◆ What the task asks: All of the records below should be output exactly.

◆ Dataset records:

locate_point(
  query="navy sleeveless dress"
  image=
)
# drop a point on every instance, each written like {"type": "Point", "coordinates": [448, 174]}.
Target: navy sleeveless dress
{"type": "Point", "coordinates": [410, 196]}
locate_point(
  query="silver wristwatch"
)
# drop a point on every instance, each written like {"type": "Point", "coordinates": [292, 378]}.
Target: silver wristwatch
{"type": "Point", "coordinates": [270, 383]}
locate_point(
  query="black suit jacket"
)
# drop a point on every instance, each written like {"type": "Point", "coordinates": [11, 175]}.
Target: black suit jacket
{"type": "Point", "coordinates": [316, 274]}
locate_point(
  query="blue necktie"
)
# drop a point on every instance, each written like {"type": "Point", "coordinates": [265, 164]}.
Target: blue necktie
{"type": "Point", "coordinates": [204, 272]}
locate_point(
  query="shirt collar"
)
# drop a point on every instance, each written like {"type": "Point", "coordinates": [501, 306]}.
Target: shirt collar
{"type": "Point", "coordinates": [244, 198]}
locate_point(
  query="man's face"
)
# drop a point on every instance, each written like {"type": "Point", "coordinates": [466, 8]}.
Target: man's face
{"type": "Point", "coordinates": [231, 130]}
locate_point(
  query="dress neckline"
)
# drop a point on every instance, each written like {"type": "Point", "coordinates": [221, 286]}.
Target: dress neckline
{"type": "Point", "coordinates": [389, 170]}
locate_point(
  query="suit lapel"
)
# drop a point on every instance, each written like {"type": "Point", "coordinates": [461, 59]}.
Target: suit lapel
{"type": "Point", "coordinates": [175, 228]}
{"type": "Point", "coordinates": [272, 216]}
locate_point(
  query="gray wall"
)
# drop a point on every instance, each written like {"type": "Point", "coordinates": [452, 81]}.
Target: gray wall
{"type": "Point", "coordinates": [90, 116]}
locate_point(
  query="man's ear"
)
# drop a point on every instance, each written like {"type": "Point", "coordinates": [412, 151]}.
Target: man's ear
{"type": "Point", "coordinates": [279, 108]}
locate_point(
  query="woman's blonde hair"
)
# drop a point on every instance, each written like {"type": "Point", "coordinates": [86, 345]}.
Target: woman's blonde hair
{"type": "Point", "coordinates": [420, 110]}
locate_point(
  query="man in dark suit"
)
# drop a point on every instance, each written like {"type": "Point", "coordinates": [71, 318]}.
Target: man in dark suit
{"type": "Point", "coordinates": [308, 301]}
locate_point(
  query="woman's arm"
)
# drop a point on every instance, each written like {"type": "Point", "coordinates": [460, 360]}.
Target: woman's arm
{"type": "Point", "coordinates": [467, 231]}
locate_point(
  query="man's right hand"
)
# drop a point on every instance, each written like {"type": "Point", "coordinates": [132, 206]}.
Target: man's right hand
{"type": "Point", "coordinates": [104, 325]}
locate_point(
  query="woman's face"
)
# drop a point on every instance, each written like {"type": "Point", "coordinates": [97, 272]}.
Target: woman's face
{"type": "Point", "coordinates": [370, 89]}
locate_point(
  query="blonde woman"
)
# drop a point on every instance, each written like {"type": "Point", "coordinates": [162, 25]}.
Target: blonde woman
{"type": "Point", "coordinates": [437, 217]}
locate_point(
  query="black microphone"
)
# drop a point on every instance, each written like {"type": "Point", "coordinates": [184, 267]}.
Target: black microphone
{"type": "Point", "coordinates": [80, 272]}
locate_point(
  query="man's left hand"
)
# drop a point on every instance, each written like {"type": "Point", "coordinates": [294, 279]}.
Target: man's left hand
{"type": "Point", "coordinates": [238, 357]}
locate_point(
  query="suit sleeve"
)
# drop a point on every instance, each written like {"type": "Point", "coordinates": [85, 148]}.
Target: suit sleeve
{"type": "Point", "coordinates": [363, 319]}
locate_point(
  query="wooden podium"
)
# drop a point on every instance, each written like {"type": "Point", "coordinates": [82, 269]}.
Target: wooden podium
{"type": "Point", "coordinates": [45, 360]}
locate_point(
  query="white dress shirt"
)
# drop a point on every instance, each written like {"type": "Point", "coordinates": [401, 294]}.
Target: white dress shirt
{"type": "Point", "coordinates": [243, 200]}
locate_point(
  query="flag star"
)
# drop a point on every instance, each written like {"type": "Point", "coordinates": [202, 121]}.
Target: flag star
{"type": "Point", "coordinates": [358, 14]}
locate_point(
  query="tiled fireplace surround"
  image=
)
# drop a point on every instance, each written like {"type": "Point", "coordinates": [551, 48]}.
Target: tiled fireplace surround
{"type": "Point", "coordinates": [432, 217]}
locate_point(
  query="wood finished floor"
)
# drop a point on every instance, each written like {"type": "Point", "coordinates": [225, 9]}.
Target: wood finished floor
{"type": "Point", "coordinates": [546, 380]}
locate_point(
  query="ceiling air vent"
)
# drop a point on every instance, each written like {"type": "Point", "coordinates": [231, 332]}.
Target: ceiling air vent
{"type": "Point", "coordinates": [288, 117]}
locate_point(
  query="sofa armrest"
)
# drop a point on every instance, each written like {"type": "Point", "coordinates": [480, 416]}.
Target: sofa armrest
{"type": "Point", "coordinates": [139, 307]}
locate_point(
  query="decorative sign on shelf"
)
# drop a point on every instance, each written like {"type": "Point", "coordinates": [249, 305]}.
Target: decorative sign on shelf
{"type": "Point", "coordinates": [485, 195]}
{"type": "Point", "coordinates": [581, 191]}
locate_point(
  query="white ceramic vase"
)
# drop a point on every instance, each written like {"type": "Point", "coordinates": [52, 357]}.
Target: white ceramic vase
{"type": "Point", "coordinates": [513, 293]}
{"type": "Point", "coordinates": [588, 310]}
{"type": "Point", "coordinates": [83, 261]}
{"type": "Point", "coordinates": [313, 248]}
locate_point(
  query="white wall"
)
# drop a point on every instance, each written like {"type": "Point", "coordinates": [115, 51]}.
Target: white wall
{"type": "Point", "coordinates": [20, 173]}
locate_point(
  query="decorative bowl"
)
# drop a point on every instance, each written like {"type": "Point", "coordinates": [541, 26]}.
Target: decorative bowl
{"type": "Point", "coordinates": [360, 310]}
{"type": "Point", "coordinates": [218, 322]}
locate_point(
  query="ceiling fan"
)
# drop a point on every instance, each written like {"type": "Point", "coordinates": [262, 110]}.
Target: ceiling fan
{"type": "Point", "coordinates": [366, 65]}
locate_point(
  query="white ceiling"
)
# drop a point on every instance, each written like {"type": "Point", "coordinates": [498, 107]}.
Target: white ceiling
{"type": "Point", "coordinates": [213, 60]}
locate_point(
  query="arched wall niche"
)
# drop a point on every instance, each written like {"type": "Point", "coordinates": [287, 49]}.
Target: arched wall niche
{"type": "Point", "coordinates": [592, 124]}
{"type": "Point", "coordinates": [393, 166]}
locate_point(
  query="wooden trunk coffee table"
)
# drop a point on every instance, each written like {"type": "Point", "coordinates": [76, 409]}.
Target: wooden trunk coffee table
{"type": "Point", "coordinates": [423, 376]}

◆ Full solution:
locate_point(
  query="navy sleeveless dress"
  image=
)
# drop a point on every instance, each written like {"type": "Point", "coordinates": [448, 174]}.
Target: navy sleeveless dress
{"type": "Point", "coordinates": [410, 196]}
locate_point(
  query="silver wristwatch"
)
# drop a point on every instance, each written like {"type": "Point", "coordinates": [292, 378]}.
Target: silver wristwatch
{"type": "Point", "coordinates": [270, 383]}
locate_point(
  query="black suit jacket"
)
# drop a point on every instance, each written like {"type": "Point", "coordinates": [11, 175]}.
Target: black suit jacket
{"type": "Point", "coordinates": [316, 274]}
locate_point(
  query="blue necktie"
)
# drop a point on every instance, each written like {"type": "Point", "coordinates": [265, 164]}.
Target: blue necktie
{"type": "Point", "coordinates": [204, 272]}
locate_point(
  query="shirt collar"
)
# drop a point on every instance, each written like {"type": "Point", "coordinates": [501, 306]}.
Target: shirt collar
{"type": "Point", "coordinates": [244, 198]}
locate_point(
  query="man's face"
)
# drop a point on every instance, each written like {"type": "Point", "coordinates": [466, 8]}.
Target: man's face
{"type": "Point", "coordinates": [231, 130]}
locate_point(
  query="dress neckline"
)
# drop a point on every instance, each written like {"type": "Point", "coordinates": [221, 286]}.
Target: dress neckline
{"type": "Point", "coordinates": [389, 170]}
locate_point(
  query="suit lapel"
)
# drop a point on every instance, each written like {"type": "Point", "coordinates": [461, 59]}.
Target: suit lapel
{"type": "Point", "coordinates": [175, 228]}
{"type": "Point", "coordinates": [272, 216]}
locate_point(
  query="gray wall"
)
# drop a point on every instance, each written like {"type": "Point", "coordinates": [452, 81]}.
Target: gray wall
{"type": "Point", "coordinates": [90, 116]}
locate_point(
  query="man's ear"
)
# drop a point on every instance, each written like {"type": "Point", "coordinates": [412, 151]}.
Target: man's ear
{"type": "Point", "coordinates": [279, 108]}
locate_point(
  query="woman's blonde hair"
)
# drop a point on every instance, each written like {"type": "Point", "coordinates": [86, 345]}.
Target: woman's blonde hair
{"type": "Point", "coordinates": [420, 110]}
locate_point(
  query="man in dark suit"
)
# drop a point on every instance, each written like {"type": "Point", "coordinates": [71, 318]}.
Target: man in dark suit
{"type": "Point", "coordinates": [308, 301]}
locate_point(
  query="woman's arm"
)
# drop a point on every instance, each written like {"type": "Point", "coordinates": [460, 360]}.
Target: woman's arm
{"type": "Point", "coordinates": [467, 231]}
locate_point(
  query="man's right hand"
)
# drop a point on every instance, each written like {"type": "Point", "coordinates": [132, 206]}.
Target: man's right hand
{"type": "Point", "coordinates": [104, 325]}
locate_point(
  query="woman's face"
)
# drop a point on every instance, each written like {"type": "Point", "coordinates": [97, 272]}.
Target: woman's face
{"type": "Point", "coordinates": [370, 89]}
locate_point(
  query="blonde woman"
)
# drop a point on every instance, each written like {"type": "Point", "coordinates": [162, 25]}.
Target: blonde woman
{"type": "Point", "coordinates": [437, 217]}
locate_point(
  query="black microphone"
)
# drop a point on every instance, each written like {"type": "Point", "coordinates": [184, 267]}.
Target: black microphone
{"type": "Point", "coordinates": [80, 272]}
locate_point(
  query="man's left hand"
)
# drop a point on every instance, each written like {"type": "Point", "coordinates": [294, 279]}.
Target: man's left hand
{"type": "Point", "coordinates": [238, 357]}
locate_point(
  query="suit sleeve"
)
# drop a point on every instance, each written like {"type": "Point", "coordinates": [85, 148]}.
Target: suit sleeve
{"type": "Point", "coordinates": [363, 319]}
locate_point(
  query="wooden podium"
)
# drop a point on every instance, each written like {"type": "Point", "coordinates": [82, 269]}.
Target: wooden podium
{"type": "Point", "coordinates": [45, 360]}
locate_point(
  query="white dress shirt"
)
# drop a point on every instance, each written like {"type": "Point", "coordinates": [401, 294]}.
Target: white dress shirt
{"type": "Point", "coordinates": [243, 200]}
locate_point(
  query="flag star"
)
# drop a point on every instance, each written like {"type": "Point", "coordinates": [202, 121]}.
Target: flag star
{"type": "Point", "coordinates": [358, 14]}
locate_point(
  query="tiled fireplace surround"
  image=
)
# drop a point on every instance, each written like {"type": "Point", "coordinates": [551, 48]}.
Target: tiled fireplace surround
{"type": "Point", "coordinates": [432, 217]}
locate_point(
  query="wood finished floor"
)
# drop a point on every instance, each written like {"type": "Point", "coordinates": [225, 9]}.
Target: wood finished floor
{"type": "Point", "coordinates": [546, 380]}
locate_point(
  query="ceiling air vent"
)
# drop a point on every instance, each written like {"type": "Point", "coordinates": [231, 332]}.
Target: ceiling air vent
{"type": "Point", "coordinates": [288, 117]}
locate_point(
  query="sofa armrest"
)
# drop a point on every instance, each written like {"type": "Point", "coordinates": [480, 416]}.
Target: sofa armrest
{"type": "Point", "coordinates": [139, 307]}
locate_point(
  query="decorative sign on shelf"
)
# drop a point on every instance, each written like {"type": "Point", "coordinates": [249, 305]}.
Target: decorative sign on shelf
{"type": "Point", "coordinates": [485, 195]}
{"type": "Point", "coordinates": [581, 191]}
locate_point(
  query="white ceramic vase"
)
# drop a point on every instance, each written like {"type": "Point", "coordinates": [52, 357]}.
Target: white ceramic vase
{"type": "Point", "coordinates": [513, 293]}
{"type": "Point", "coordinates": [588, 310]}
{"type": "Point", "coordinates": [83, 261]}
{"type": "Point", "coordinates": [313, 248]}
locate_point(
  query="white wall"
)
# drop a point on every instance, each written like {"type": "Point", "coordinates": [115, 51]}.
Target: white wall
{"type": "Point", "coordinates": [20, 173]}
locate_point(
  query="decorative bowl"
)
# drop a point on every instance, each written like {"type": "Point", "coordinates": [541, 26]}.
Target: decorative bowl
{"type": "Point", "coordinates": [360, 310]}
{"type": "Point", "coordinates": [218, 322]}
locate_point(
  query="ceiling fan"
)
# drop a point on every instance, each written like {"type": "Point", "coordinates": [262, 110]}.
Target: ceiling fan
{"type": "Point", "coordinates": [366, 65]}
locate_point(
  query="white ceiling"
)
# drop a point on every instance, each written like {"type": "Point", "coordinates": [498, 107]}.
Target: white ceiling
{"type": "Point", "coordinates": [213, 60]}
locate_point(
  query="arched wall niche"
)
# drop a point on every instance, each written like {"type": "Point", "coordinates": [287, 49]}.
Target: arched wall niche
{"type": "Point", "coordinates": [592, 124]}
{"type": "Point", "coordinates": [393, 166]}
locate_point(
  query="wooden trunk coffee table"
)
# drop a point on every instance, each written like {"type": "Point", "coordinates": [76, 409]}.
Target: wooden trunk coffee table
{"type": "Point", "coordinates": [423, 376]}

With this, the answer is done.